** Input records follows **

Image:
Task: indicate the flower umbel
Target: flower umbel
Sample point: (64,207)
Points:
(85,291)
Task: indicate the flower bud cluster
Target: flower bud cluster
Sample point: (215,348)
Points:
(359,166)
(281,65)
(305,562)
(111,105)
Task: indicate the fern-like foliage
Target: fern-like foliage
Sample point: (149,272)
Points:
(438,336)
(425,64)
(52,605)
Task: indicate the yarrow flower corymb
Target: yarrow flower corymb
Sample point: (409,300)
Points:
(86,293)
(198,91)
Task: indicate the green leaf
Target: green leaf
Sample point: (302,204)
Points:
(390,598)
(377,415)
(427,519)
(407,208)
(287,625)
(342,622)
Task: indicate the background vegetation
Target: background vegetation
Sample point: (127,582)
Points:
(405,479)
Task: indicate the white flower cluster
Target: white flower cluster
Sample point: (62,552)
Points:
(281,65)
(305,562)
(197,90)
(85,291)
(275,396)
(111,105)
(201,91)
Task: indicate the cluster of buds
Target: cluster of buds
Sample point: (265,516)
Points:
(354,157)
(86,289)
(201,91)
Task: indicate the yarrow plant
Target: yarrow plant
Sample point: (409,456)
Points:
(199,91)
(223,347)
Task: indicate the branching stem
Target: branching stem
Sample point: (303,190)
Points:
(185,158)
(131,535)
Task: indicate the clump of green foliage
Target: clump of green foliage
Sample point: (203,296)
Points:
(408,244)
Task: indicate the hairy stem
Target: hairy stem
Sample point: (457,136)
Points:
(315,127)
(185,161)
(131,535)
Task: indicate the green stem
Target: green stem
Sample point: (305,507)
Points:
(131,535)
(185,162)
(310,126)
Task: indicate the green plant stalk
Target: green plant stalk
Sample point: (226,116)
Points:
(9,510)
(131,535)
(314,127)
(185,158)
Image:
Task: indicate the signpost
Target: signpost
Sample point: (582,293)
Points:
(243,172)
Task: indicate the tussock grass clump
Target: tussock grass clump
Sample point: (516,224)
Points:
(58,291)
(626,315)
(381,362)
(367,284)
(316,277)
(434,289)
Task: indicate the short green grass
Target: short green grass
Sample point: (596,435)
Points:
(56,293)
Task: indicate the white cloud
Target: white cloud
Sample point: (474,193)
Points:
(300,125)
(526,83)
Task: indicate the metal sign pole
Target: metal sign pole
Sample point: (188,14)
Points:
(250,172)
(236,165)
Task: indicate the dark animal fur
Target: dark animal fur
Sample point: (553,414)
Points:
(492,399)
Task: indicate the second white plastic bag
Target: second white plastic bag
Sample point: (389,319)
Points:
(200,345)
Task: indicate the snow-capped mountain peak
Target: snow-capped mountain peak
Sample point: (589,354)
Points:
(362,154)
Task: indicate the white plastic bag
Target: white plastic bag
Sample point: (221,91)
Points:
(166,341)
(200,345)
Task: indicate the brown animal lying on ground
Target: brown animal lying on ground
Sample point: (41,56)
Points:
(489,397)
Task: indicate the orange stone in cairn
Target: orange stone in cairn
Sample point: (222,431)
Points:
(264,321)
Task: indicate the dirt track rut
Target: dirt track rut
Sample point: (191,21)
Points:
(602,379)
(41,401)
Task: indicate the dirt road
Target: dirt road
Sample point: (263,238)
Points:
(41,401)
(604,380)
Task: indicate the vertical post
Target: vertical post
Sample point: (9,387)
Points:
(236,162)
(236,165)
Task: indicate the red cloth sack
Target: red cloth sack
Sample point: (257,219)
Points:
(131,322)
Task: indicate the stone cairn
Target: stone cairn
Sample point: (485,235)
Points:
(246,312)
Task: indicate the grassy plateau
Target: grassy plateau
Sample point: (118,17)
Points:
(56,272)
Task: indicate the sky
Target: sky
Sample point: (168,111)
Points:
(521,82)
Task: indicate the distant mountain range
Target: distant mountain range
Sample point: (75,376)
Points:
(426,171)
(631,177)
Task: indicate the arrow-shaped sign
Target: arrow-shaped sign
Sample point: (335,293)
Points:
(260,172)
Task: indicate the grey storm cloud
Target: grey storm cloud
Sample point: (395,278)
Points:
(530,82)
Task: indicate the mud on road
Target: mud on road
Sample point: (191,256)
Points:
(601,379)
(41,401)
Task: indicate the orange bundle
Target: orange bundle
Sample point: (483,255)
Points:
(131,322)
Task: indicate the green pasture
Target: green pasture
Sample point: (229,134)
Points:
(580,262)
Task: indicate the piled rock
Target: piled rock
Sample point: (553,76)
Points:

** End of Input records **

What this task involves:
The required answer is the line with "Task: indicate the orange bundle" plus every line after it to the end of the entries above, transcribed exactly.

Output for this task:
Task: indicate the orange bundle
Target: orange bundle
Sample point: (483,255)
Points:
(131,322)
Task: indicate the green pasture
Target: green pasture
Sample point: (229,134)
Points:
(580,262)
Task: indicate the piled rock
Target: piled rock
Sample point: (553,76)
Points:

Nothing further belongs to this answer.